SUPPLIED DATA |
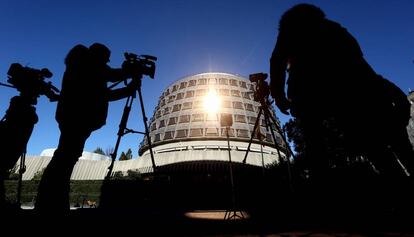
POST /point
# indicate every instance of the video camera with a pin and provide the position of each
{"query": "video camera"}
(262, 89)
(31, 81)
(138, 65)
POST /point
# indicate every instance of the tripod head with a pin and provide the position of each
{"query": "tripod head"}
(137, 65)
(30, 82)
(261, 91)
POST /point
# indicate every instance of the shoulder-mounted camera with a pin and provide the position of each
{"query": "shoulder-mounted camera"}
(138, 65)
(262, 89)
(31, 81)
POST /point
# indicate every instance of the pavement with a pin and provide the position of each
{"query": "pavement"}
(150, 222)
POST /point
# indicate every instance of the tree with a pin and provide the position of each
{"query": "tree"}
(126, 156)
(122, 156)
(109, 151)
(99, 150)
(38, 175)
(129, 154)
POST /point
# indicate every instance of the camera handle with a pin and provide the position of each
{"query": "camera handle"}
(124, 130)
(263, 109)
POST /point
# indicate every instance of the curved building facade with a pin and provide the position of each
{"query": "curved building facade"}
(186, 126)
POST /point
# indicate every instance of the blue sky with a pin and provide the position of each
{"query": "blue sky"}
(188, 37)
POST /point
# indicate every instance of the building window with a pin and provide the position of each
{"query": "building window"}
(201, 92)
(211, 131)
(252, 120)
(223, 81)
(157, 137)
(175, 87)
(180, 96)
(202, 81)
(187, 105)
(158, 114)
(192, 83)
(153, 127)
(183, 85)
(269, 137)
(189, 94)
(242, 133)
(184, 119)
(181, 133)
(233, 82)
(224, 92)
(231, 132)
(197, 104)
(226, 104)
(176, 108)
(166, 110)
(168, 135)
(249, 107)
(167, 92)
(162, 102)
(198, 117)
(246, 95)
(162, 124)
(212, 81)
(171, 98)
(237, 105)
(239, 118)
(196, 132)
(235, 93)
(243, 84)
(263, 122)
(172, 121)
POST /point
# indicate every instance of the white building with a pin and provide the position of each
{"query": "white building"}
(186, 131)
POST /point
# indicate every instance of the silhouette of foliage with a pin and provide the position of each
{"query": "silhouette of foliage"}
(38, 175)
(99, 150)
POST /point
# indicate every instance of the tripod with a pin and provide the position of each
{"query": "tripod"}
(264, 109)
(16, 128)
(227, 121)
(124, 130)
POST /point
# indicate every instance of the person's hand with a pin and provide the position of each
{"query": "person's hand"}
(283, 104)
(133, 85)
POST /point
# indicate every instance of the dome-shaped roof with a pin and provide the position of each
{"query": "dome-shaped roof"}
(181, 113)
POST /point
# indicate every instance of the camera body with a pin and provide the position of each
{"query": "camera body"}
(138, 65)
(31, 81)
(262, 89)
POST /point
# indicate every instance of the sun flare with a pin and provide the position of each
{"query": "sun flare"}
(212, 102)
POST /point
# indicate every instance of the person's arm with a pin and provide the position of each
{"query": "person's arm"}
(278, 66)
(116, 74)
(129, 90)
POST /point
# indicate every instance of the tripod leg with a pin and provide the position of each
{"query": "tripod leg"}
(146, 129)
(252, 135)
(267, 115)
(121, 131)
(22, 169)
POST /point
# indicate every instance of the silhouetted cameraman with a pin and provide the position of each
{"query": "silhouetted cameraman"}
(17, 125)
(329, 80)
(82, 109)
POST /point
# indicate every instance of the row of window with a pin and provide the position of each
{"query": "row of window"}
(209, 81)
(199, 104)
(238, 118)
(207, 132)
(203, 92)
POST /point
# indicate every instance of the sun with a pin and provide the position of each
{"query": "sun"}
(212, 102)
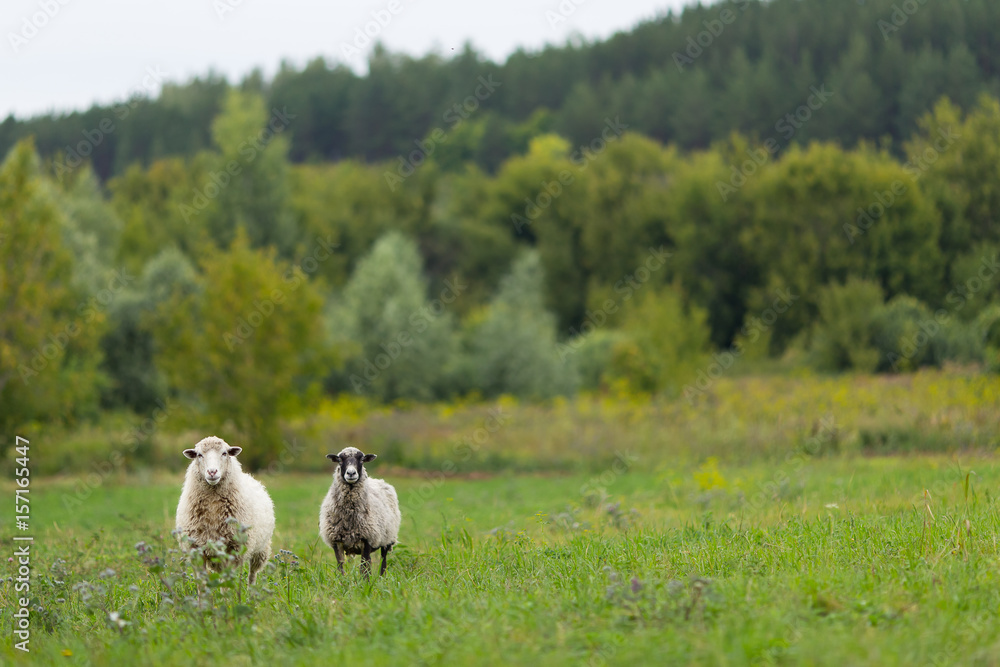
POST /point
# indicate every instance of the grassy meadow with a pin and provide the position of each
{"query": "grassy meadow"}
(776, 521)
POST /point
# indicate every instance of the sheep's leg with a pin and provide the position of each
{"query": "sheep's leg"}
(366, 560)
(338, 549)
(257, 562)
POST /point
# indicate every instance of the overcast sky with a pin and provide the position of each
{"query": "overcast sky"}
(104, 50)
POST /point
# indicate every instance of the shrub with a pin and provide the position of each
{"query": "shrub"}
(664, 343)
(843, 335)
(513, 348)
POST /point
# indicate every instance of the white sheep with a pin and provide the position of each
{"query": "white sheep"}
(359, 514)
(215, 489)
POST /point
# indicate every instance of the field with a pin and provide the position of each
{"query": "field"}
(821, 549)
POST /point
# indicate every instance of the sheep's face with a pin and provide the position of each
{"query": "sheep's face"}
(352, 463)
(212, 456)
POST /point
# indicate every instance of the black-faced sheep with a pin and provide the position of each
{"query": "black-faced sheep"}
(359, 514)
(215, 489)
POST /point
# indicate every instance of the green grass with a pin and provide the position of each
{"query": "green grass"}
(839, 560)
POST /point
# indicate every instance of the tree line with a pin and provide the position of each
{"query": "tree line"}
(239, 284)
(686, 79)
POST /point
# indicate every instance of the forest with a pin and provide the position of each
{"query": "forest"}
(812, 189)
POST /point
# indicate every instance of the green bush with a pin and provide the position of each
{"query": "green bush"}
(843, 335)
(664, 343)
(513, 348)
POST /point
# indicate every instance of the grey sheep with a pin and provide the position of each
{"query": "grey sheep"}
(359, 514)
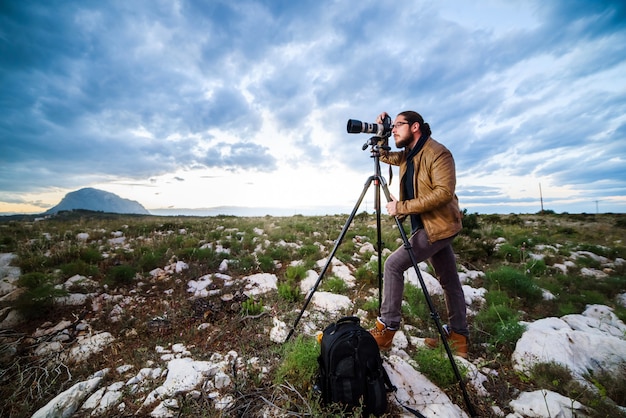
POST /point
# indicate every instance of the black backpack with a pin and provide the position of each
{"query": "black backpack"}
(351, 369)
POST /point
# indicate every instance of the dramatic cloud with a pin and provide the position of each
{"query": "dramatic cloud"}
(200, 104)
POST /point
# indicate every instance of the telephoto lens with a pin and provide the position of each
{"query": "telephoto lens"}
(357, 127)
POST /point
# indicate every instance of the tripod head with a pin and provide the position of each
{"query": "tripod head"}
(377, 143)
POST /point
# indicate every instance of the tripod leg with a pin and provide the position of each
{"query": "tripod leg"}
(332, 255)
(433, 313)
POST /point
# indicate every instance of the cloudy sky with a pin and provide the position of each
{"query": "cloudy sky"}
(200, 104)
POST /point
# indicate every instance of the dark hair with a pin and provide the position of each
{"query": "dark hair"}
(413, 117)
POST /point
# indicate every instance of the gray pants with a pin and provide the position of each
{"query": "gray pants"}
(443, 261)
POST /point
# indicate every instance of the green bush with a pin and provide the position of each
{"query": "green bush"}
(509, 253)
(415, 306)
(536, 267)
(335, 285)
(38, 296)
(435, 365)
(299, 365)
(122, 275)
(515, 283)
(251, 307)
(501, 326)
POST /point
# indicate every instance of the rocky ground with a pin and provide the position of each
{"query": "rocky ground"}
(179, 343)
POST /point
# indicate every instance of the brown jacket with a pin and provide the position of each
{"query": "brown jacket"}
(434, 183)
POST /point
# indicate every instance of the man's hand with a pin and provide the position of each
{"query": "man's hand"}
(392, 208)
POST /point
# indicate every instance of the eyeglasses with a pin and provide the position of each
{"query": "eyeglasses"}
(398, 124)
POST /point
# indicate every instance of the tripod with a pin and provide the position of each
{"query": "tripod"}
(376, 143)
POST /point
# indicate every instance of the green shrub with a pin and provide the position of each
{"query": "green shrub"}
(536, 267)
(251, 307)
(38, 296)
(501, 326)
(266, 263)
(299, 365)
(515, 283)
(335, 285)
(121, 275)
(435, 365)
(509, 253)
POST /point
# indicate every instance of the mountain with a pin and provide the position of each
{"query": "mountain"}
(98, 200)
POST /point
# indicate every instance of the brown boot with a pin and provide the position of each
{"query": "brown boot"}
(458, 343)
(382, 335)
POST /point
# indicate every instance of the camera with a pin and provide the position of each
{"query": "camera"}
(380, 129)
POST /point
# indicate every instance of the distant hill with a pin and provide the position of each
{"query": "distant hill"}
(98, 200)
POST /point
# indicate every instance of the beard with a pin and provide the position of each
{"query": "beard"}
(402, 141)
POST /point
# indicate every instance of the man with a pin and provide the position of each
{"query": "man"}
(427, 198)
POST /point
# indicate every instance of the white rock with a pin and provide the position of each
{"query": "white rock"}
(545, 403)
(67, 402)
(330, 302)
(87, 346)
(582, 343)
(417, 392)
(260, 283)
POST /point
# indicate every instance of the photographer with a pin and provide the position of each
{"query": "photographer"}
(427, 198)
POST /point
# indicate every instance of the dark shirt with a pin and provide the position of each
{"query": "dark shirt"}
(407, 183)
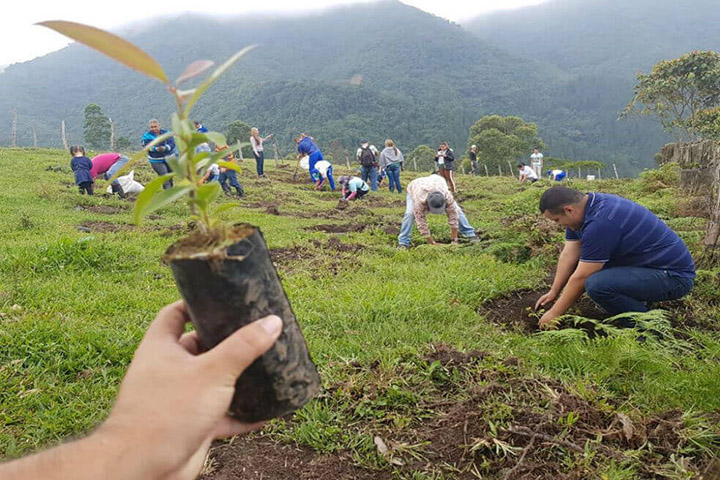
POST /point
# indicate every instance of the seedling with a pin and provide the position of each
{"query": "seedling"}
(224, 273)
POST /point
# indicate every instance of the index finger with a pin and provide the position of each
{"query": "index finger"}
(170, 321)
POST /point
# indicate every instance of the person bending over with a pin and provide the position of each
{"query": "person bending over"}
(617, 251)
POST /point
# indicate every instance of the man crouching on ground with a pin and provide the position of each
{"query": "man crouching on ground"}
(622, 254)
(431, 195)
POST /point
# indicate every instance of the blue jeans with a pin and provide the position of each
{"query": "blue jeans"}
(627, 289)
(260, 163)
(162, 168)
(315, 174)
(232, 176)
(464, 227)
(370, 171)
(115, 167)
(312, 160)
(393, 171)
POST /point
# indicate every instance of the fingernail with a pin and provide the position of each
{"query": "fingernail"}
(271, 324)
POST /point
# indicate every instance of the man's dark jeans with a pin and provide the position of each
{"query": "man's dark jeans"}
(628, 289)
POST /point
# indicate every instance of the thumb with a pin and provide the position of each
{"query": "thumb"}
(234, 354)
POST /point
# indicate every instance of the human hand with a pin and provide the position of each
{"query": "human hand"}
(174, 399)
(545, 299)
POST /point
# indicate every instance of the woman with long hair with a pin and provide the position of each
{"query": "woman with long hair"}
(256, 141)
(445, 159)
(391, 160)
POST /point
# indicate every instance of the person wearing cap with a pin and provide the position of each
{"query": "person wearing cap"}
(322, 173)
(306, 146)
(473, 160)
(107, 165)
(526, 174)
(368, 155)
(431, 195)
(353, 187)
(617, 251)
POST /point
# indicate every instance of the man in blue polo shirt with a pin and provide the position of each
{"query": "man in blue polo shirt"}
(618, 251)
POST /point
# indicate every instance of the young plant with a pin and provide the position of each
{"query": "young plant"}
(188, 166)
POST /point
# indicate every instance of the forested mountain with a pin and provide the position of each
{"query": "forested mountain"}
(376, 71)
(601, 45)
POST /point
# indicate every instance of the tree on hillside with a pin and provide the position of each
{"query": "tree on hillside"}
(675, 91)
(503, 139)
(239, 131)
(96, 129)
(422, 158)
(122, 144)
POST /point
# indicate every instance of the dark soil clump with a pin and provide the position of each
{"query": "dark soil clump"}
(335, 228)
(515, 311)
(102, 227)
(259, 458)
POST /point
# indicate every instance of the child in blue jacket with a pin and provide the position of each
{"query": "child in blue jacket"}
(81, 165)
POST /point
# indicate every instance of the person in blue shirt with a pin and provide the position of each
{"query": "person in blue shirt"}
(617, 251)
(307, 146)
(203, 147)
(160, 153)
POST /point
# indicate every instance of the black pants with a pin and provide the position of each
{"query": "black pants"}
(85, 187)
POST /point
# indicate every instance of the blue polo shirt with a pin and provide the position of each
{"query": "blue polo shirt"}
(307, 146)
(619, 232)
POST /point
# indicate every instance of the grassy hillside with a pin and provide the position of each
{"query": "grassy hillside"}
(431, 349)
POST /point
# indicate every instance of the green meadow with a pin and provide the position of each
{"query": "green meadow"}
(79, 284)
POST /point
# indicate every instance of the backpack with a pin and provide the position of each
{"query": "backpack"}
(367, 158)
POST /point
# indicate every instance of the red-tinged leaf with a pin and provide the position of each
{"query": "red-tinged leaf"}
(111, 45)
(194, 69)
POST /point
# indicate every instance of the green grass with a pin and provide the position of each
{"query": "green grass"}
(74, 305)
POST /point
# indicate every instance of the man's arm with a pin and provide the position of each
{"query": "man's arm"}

PROMPT | Pull out every line in the records above that contains the string "crouching", matching case exactly.

RESPONSE FOR THIS EXERCISE |
# indicate every instance of the man crouching on ground with a pin and provide the position of each
{"query": "man crouching on ground"}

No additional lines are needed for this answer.